• PROBLEM A:
Identify each line in the rows below that contains the string "grass" and copy those lines out. Case counts.

• TEXT SECTION:

SUMMARY OF THE INVENTION

The technical problem resolved with the invention is as follows. In view of increasing percentage of hydrocarbons produced in the Arctic, there is a pressing need to develop a new efficient production complex for hydrocarbon processing adapted to operate in waters with ice conditions in the Arctic.

The proposed solution for the above problem is an integrated production complex on a gravity-based structure (GBS) comprising the gravity-based structure (GBS) and topside modules with process equipment located on it, the GBS has a rectangular top slab, a rectangular base slab, an intermediate horizontal slab, inner vertical walls, at least one compartment with a tank for hydrocarbons and/or respective processed products, and at least one ballast compartment, the GBS top slab has supports on it, on which the topside modules are mounted, and in accordance with the invention the GBS has a central part and a protruding part, with the central part being a rectangular prism with the said top slab, and the GBS protruding part stretching along sides of the central part all around its perimeter and having external vertical walls, the GBS protruding part and the GBS central part share the above-mentioned base slab, with the protruding part being lower in height than the central part, the GBS central part has longitudinal and transverse walls that form compartments, at least one of which accommodate the said tank, and some of which are ballast compartments, and the GBS protruding part has internal walls that are perpendicular to its external walls and form compartments, some of which are ballast compartments.

Furthermore, some of the compartments formed by the longitudinal and transverse walls of the GBS central part can accommodate auxiliary equipment.

The preferable design features longitudinal and transverse walls forming additional ballast compartments between the intermediate horizontal slab and the base slab.

It is also advisable that the said supports for the topside modules be located above intersections of the longitudinal and transverse walls of the GBS central part.

[Stored items]
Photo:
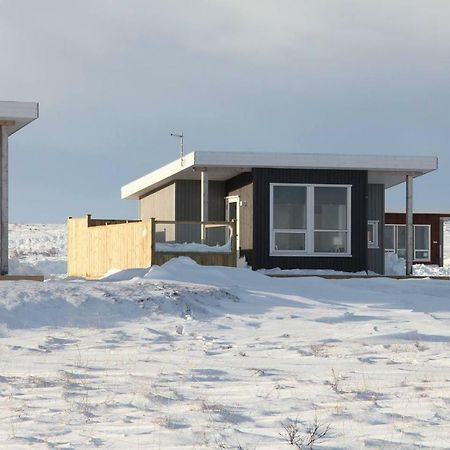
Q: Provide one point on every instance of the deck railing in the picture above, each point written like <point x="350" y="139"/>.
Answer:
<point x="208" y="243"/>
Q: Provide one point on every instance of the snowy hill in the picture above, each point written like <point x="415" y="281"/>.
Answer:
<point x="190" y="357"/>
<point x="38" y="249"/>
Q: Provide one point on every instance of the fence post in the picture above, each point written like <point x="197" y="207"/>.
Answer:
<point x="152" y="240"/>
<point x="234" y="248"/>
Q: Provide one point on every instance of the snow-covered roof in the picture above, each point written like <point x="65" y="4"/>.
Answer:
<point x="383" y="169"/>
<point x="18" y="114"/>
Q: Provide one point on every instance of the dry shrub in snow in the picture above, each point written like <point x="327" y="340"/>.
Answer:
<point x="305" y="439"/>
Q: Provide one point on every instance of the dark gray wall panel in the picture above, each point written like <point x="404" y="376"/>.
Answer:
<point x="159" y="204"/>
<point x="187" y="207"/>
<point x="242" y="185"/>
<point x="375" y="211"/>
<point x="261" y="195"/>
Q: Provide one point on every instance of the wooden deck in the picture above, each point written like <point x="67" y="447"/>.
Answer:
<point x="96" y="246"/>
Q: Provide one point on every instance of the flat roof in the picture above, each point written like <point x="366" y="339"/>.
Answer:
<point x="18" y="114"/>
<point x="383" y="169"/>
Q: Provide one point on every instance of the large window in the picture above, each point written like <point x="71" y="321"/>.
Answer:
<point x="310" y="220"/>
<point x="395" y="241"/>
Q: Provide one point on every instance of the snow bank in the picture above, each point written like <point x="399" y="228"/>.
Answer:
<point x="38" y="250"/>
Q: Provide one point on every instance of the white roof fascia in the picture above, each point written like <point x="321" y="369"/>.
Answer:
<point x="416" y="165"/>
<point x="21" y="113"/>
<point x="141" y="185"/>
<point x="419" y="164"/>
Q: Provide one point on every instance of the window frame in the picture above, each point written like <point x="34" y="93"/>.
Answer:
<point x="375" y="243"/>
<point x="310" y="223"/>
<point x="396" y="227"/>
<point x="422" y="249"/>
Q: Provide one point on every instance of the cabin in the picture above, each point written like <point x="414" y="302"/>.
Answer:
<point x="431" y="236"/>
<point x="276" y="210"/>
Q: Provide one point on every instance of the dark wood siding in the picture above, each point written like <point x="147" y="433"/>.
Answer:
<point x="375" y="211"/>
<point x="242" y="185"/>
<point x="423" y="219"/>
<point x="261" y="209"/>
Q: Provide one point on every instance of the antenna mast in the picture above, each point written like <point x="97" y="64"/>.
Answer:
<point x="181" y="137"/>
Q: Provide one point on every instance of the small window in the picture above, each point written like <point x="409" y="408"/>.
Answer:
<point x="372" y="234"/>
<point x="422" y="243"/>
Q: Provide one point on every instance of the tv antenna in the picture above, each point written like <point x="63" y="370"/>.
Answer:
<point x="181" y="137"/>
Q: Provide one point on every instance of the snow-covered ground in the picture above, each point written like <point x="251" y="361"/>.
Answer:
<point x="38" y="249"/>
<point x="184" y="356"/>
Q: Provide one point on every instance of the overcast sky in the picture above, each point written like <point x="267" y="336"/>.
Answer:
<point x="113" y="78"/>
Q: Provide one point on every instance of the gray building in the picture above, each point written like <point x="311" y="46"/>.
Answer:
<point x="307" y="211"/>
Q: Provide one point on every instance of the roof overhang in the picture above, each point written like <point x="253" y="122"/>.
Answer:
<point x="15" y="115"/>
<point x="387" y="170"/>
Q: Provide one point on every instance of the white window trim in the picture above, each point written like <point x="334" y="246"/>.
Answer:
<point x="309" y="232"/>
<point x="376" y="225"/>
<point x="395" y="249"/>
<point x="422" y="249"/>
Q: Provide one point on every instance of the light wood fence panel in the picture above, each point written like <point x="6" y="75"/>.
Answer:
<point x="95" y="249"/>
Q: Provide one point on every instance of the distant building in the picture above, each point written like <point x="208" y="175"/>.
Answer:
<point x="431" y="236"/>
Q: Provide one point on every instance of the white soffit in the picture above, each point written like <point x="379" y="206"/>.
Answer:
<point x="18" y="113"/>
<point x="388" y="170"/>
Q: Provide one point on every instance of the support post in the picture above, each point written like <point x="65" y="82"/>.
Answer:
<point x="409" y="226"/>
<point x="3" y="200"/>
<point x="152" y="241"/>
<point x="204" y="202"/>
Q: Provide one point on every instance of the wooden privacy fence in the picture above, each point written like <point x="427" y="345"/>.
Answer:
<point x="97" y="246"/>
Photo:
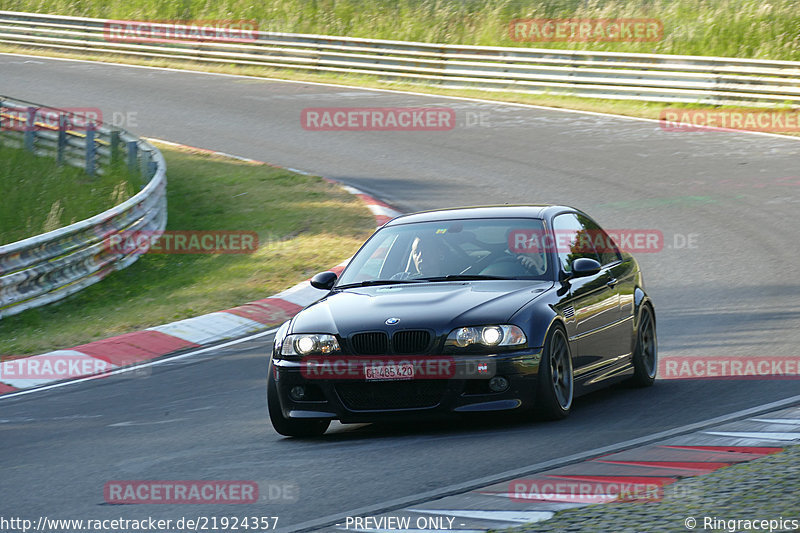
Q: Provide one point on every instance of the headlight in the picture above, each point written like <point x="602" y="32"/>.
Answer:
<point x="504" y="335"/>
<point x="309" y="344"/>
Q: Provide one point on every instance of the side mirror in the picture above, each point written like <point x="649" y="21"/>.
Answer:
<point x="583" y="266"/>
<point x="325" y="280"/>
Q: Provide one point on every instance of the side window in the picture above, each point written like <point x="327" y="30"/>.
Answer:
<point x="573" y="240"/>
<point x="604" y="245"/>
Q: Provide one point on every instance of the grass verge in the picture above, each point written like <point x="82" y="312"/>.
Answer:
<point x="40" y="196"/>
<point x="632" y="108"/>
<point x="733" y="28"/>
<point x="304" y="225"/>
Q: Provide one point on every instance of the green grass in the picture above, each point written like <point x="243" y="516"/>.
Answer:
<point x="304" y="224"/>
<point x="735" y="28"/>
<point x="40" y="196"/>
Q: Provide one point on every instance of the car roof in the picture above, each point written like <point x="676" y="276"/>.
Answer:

• PROBLEM B:
In the invention summary, where is it advisable for the supports for the topside modules to be located?

• COMPLETE OUTPUT A:
Q: Provide one point on every instance of the grass verge in the picture above, each point written like <point x="82" y="312"/>.
Q: Provide one point on every instance of the green grass in the picture above, each point written like <point x="243" y="516"/>.

• COMPLETE OUTPUT B:
Above intersections of the longitudinal and transverse walls of the GBS central part.